[WHAT IS REQUIRED]: Copy the listing as it is written, and leave each picture out.
______________________________
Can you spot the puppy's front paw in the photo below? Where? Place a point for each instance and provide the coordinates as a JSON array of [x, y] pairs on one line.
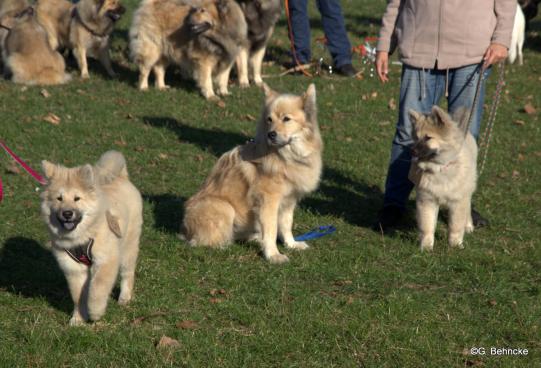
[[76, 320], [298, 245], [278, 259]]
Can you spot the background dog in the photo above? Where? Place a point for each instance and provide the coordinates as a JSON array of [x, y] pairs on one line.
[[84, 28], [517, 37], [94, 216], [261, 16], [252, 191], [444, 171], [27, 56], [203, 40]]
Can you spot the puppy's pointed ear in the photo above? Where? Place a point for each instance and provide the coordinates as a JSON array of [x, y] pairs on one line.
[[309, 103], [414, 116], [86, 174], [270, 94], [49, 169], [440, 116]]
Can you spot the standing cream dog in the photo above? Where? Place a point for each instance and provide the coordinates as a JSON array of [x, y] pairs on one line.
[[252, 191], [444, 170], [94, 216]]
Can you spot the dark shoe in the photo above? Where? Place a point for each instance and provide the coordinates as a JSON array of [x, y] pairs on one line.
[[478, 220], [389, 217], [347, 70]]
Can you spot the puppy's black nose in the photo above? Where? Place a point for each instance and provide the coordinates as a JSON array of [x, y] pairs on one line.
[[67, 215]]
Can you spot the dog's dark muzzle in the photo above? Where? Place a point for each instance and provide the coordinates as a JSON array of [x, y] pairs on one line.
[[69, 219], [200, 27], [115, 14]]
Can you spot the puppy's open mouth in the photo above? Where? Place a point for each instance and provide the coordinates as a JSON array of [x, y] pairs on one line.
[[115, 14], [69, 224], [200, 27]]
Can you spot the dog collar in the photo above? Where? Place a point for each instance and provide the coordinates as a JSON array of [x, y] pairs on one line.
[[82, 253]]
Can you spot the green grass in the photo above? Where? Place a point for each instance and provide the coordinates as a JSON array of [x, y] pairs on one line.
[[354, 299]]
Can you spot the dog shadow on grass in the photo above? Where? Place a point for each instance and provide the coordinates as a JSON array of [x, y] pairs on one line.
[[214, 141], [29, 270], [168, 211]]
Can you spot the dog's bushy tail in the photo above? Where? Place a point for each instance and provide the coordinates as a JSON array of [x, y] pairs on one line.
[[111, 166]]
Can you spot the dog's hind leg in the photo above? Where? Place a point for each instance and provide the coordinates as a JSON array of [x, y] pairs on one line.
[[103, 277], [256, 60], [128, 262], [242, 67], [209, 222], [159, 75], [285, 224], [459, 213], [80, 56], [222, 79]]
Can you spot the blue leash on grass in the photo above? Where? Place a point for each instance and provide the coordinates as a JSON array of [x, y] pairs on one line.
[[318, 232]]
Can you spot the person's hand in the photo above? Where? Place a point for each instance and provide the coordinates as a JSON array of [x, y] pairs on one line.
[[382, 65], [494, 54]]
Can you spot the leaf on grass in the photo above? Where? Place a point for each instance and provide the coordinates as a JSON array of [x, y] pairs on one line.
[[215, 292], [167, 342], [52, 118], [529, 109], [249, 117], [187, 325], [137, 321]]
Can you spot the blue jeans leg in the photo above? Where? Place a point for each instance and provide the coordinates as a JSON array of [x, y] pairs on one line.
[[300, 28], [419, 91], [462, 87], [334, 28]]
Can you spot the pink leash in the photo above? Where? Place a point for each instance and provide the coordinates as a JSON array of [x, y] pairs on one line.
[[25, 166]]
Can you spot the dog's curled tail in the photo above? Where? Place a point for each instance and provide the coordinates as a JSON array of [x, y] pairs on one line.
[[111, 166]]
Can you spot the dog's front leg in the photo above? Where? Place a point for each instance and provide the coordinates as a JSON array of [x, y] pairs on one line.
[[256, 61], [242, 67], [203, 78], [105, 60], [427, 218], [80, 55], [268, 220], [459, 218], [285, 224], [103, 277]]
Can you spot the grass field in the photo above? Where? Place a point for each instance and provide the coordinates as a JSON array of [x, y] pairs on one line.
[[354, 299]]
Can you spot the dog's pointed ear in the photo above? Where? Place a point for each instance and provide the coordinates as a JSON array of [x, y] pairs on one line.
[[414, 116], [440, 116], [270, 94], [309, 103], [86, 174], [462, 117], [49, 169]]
______________________________
[TASK RESPONSE]:
Can you spot the puppy's front paw in the photo below? Where? Place a point for each instance and provide the coordinates as a JSON array of [x, y] pairs on one line.
[[76, 320], [298, 245], [278, 259]]
Can you spot the background dog in the photo above? Where? Place a point for each instance and provide the coordinates as a JSON array of [x, y] pairs on one line.
[[84, 28], [517, 37], [94, 216], [261, 16], [252, 191], [444, 171], [27, 56], [203, 40]]
Can you spot the puppy's pointed ear in the photo above? Where? Place a point for each instance and provide the coordinates as a JSON array of [x, y] pairs on one line.
[[309, 103], [414, 116], [86, 174], [270, 94], [49, 169], [440, 116]]
Can you spot the standing cream dog in the photo above? Where? Place a point for each instance and provide the coordinates as a JSON array of [x, y] pairs on one line.
[[252, 191], [444, 170], [94, 216]]
Can you spot the dark shoe in the photo above? Where? Place a point for each instance and provide the coordinates as a JSON array of [x, y] pairs on one line.
[[478, 220], [389, 217], [347, 70]]
Can you spot the puppy's black nose in the photo above? Where? Place a point for each instance and provide the coordinates as a JSON array of [x, y] pairs on one line.
[[67, 215]]
Can you spot the dog's dark muzzle in the photo above? Where? Place a point for each instance and provide the coordinates as a JSON array of [x, y] pairs on one line.
[[69, 219], [200, 27], [115, 14]]
Can you spot the puppy's open mouth in the photo above? Where? Place a point for each instance and provide the coordinates as a JSON array of [x, y] pairs on one line.
[[115, 14], [69, 224], [200, 27]]
Can you spot the dog collar in the photo above? Where? Place a point for each instance and provide the coordinates as a JSON array of [x, y] pairs on one line.
[[82, 253]]
Can you spot the green grass in the photo above? Where? Place a point for each instance and provide the coordinates as a JSON array of [x, y] pairs on one line.
[[354, 299]]
Can you spot the dog shadow on grass in the photo above? Where? Place a point for each instance and provide the coordinates as a JSON array of [x, y] pairs on one line.
[[214, 141], [29, 270], [168, 211]]
Can you spot the dog's bushy tail in the photo above? Where? Place a point for each instance and provide the coordinates as a JSON array of [x, y] pairs on one line.
[[111, 166]]
Can you spot the dog's hind leg in the photo above? Where? Place a point for each instance and provide the coordinates as a JSON array of [x, y] pairs on one line.
[[103, 277], [256, 60], [128, 262], [242, 67], [209, 222], [159, 75], [285, 224], [459, 213], [80, 56], [222, 79]]
Can you spot the blue leash on grass in the photo above? Where? Place a point for each instance and provide the coordinates as a JSON array of [x, y] pairs on one line.
[[318, 232]]
Can you spot the person's hand in the photo above? Where? Place a point for each instance and provide the coordinates as a JSON array of [x, y] pairs on one line.
[[382, 65], [494, 54]]
Can you spot the leaf on grass in the photo above? Where? Place a point for each instance and provide the coordinates as a JSON array of [x, y] pairs on one line.
[[215, 292], [167, 342], [52, 118], [529, 109], [249, 117], [187, 325], [137, 321]]
Can you spot the blue jeans leg in the photo above? Where? Place a point for each instance and provide the coordinates as a JSON array of [x, y] pairs on one line.
[[300, 28], [419, 91], [462, 87], [334, 28]]
Can you spot the pink leash in the photo above? Where? Place a point for each instance and provide the coordinates as a JSON array of [x, y] pairs on one line.
[[25, 166]]
Can you spot the dog's curled tail in the photo above? Where? Place a point for each instance and provide the coordinates as a JSON array of [x, y] pairs on one line.
[[111, 166]]
Can you spot the dog's front leg in the photo above? Where? Place a point for each instance and provide the coordinates as a JSON array of [x, y] pairs on one line.
[[256, 61], [242, 67], [203, 78], [105, 60], [427, 218], [80, 55], [268, 220], [459, 218], [285, 224], [103, 277]]
Can you spot the grass field in the photo above? Where? Place a point for each instance and provide the coordinates as a JSON array of [x, y] pairs on one line.
[[354, 299]]
Can you spot the dog's pointed ear in the photo above? Where? Place a point for each instance and provide the coordinates as a JSON array of [x, y] pairs on one line.
[[414, 116], [440, 116], [270, 94], [309, 103], [86, 174], [462, 117], [49, 169]]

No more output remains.